◆ **Work to be completed**
List every line in the rows below that contains the word "house", matching case exactly.

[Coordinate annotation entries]
::::::
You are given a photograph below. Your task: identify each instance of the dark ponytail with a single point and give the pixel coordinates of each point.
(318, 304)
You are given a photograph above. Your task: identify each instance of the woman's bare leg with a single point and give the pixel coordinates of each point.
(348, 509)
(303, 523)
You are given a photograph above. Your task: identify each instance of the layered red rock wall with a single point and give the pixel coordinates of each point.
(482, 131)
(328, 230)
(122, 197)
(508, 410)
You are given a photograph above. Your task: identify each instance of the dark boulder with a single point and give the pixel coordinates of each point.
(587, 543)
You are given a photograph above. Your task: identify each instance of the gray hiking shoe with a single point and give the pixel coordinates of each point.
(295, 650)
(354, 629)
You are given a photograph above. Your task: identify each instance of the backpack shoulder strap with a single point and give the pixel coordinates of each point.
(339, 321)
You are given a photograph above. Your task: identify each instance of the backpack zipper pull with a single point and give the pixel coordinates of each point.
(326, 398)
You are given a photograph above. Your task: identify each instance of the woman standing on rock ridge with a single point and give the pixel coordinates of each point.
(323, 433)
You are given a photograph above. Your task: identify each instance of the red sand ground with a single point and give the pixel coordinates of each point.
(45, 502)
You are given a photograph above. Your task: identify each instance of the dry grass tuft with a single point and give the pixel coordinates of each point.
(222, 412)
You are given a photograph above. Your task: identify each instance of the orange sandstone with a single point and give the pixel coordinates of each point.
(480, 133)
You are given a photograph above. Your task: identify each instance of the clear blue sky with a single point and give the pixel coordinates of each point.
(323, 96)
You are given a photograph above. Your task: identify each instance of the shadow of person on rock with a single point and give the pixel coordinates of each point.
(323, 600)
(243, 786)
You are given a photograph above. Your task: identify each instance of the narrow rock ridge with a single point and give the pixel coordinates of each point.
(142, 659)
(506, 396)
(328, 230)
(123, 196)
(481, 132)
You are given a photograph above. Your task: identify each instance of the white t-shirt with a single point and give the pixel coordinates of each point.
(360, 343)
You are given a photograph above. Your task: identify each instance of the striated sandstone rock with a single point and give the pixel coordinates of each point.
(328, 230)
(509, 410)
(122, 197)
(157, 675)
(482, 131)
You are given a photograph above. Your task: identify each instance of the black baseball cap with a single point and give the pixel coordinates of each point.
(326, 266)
::::::
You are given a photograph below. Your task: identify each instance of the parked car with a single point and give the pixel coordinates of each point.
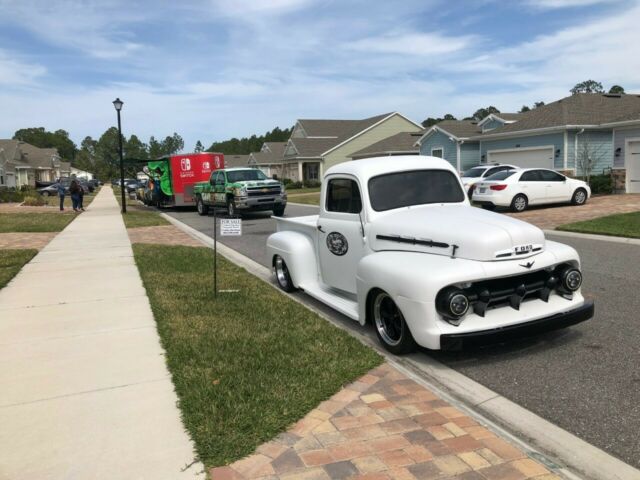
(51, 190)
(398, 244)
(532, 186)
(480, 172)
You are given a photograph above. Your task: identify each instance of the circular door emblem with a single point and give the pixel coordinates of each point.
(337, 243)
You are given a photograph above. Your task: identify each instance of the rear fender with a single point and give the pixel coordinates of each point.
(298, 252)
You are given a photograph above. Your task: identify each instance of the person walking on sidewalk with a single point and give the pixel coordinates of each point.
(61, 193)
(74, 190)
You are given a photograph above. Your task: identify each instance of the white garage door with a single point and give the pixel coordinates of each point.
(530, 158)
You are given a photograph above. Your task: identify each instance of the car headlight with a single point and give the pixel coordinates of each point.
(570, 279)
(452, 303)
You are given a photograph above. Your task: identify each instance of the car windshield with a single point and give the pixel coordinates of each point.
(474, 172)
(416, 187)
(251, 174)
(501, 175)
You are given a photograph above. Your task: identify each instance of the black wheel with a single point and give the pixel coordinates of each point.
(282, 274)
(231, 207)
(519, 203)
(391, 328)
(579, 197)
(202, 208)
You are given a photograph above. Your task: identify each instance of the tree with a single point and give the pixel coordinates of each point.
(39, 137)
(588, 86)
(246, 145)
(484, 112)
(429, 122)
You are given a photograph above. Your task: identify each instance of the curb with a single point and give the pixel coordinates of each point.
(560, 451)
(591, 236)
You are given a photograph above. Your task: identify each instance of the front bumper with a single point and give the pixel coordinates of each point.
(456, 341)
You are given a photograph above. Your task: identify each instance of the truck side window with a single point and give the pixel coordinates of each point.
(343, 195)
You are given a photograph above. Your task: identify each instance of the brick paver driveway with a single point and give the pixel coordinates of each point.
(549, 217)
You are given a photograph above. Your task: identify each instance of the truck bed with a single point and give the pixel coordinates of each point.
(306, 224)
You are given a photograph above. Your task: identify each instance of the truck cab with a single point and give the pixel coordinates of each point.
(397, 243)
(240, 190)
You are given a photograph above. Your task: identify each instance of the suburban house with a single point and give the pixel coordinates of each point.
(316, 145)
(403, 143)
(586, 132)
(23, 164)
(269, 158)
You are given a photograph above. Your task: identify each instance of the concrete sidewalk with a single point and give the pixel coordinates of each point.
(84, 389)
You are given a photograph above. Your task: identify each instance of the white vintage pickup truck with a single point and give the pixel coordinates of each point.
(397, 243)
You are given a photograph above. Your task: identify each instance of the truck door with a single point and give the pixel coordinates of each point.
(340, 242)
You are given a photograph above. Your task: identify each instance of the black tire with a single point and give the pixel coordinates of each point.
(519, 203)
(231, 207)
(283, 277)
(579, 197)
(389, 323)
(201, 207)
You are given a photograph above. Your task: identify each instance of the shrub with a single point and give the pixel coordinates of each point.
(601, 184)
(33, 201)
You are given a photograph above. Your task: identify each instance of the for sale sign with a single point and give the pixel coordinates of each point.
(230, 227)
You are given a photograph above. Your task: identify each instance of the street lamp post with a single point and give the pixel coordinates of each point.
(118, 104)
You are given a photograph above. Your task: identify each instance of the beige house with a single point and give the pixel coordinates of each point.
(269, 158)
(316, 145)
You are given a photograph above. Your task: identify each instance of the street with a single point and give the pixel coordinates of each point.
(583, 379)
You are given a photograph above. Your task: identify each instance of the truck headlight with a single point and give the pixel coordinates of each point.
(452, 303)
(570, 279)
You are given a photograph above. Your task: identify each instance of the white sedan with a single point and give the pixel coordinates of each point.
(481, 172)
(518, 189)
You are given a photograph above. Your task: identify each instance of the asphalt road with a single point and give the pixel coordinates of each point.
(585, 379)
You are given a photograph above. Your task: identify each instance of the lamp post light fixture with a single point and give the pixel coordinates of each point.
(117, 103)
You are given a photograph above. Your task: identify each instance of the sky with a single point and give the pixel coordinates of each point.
::::::
◆ **Solution**
You are given a photograph above. Your task: identify each instance of the suburban house with a single point and give the pixel coordinates of each point.
You are given a photograph above. Your task: identify each instance of the beige house with a single point and give the pixel coordinates of each point.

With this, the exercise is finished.